━━ Material provided

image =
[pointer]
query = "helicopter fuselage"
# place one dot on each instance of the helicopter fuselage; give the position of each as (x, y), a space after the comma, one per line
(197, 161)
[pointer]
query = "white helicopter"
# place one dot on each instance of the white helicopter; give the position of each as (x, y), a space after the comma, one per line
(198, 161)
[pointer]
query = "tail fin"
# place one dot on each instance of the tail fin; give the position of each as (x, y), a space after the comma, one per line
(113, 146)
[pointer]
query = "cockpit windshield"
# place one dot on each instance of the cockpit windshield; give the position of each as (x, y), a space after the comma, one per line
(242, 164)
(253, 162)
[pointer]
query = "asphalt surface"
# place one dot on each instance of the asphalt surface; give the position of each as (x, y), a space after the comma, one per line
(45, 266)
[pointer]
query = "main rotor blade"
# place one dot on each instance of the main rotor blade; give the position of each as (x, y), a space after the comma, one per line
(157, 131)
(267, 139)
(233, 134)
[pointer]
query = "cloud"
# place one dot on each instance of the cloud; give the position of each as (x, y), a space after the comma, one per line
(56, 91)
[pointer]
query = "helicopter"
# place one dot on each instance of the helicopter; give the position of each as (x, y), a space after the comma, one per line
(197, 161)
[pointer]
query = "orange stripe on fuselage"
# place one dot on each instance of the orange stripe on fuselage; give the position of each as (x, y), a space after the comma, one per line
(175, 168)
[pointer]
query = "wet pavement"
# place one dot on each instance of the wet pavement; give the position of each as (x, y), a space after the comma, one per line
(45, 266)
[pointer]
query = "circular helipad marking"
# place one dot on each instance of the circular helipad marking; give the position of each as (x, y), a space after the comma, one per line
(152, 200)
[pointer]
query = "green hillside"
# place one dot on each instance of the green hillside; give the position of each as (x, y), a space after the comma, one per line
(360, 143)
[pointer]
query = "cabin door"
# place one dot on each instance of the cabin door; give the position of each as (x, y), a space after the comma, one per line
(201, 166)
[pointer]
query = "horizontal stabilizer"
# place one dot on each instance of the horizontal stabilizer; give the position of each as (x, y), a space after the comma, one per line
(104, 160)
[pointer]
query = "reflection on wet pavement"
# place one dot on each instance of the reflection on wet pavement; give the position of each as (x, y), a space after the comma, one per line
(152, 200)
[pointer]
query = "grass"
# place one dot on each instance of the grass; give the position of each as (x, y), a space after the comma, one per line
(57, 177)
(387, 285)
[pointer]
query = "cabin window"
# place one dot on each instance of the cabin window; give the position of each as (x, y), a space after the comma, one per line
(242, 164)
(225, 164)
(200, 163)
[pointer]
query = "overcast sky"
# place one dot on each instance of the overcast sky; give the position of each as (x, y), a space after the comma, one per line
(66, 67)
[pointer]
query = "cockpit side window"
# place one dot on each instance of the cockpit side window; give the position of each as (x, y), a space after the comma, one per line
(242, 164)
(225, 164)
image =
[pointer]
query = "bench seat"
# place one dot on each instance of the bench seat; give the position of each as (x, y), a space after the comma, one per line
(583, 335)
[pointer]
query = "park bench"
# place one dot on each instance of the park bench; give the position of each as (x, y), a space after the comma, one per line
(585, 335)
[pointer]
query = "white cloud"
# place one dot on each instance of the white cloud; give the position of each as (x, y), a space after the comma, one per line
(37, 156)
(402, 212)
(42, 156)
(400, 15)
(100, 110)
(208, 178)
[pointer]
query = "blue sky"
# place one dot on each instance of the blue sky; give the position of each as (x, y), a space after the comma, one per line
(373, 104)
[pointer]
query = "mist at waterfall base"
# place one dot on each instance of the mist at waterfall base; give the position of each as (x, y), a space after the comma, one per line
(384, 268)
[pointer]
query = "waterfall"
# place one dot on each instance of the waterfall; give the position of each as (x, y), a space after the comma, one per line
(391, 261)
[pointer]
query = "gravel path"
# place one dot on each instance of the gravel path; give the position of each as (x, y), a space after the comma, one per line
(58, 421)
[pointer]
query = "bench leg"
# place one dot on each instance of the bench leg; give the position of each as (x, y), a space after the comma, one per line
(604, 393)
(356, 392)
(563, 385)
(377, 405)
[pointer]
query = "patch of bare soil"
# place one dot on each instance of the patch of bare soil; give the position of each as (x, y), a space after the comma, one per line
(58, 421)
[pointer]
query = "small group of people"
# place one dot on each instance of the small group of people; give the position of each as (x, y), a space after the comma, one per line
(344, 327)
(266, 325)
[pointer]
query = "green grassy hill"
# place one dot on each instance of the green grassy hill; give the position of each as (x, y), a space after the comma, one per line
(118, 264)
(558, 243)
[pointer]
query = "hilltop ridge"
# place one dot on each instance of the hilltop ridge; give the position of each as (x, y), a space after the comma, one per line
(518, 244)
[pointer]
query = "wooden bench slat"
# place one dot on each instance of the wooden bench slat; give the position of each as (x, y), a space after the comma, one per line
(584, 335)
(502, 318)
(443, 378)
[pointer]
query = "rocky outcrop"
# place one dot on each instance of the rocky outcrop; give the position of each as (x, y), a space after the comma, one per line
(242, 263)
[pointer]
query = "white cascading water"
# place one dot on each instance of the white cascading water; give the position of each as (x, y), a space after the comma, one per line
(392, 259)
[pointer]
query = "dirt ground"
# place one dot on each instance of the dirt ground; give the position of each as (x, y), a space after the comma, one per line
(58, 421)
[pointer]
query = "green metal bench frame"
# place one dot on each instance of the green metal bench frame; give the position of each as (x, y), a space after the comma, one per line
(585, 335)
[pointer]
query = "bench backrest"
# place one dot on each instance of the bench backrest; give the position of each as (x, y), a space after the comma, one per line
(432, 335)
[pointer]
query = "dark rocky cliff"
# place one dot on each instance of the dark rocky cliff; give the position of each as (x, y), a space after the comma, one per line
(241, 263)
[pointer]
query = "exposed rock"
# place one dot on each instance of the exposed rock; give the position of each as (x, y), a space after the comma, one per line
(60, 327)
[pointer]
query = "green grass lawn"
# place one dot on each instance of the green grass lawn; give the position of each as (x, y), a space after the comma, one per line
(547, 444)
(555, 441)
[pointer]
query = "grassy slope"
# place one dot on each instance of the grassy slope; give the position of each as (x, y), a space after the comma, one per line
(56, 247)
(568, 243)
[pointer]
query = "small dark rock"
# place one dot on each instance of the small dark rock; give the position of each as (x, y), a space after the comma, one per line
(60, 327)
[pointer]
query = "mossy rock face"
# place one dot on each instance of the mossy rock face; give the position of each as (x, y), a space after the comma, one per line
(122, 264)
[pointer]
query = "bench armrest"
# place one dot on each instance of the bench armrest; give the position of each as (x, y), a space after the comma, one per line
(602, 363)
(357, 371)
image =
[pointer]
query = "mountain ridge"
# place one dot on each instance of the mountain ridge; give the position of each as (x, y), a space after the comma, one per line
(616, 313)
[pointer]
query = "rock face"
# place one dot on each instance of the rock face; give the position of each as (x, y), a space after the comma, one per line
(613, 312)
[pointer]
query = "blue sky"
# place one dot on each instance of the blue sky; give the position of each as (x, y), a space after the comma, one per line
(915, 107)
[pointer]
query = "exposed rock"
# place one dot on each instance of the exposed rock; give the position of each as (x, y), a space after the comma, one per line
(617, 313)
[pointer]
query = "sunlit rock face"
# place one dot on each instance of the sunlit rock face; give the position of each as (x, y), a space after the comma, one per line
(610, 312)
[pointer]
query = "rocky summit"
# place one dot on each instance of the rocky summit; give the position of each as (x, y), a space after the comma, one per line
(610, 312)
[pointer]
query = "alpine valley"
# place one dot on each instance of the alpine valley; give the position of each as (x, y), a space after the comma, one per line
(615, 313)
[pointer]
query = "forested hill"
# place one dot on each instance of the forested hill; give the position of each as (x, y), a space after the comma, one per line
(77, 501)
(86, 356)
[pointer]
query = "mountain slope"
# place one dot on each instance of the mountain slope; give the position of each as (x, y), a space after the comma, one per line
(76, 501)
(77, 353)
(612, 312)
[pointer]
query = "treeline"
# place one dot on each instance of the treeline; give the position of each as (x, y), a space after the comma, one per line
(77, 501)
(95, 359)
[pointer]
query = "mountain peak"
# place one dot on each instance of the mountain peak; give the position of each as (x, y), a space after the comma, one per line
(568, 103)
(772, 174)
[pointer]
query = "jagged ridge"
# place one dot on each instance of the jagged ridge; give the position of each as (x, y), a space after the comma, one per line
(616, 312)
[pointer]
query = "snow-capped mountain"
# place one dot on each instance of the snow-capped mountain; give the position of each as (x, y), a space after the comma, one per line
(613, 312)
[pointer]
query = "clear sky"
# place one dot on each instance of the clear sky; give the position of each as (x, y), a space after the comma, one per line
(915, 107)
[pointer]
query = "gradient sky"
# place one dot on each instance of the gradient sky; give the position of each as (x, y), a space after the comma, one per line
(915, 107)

━━━━

Your instructions: Show every line above that contains the word "small". Letter case matters.

Written reply:
query = "small group of people"
# place one dot on each instance of the small group of people; give the position of each as (x, y), a space after the comma, one per line
query = "small dark rock"
# place one dot on each instance of the small dark rock; give the position of each as (x, y), a space after the comma, one per line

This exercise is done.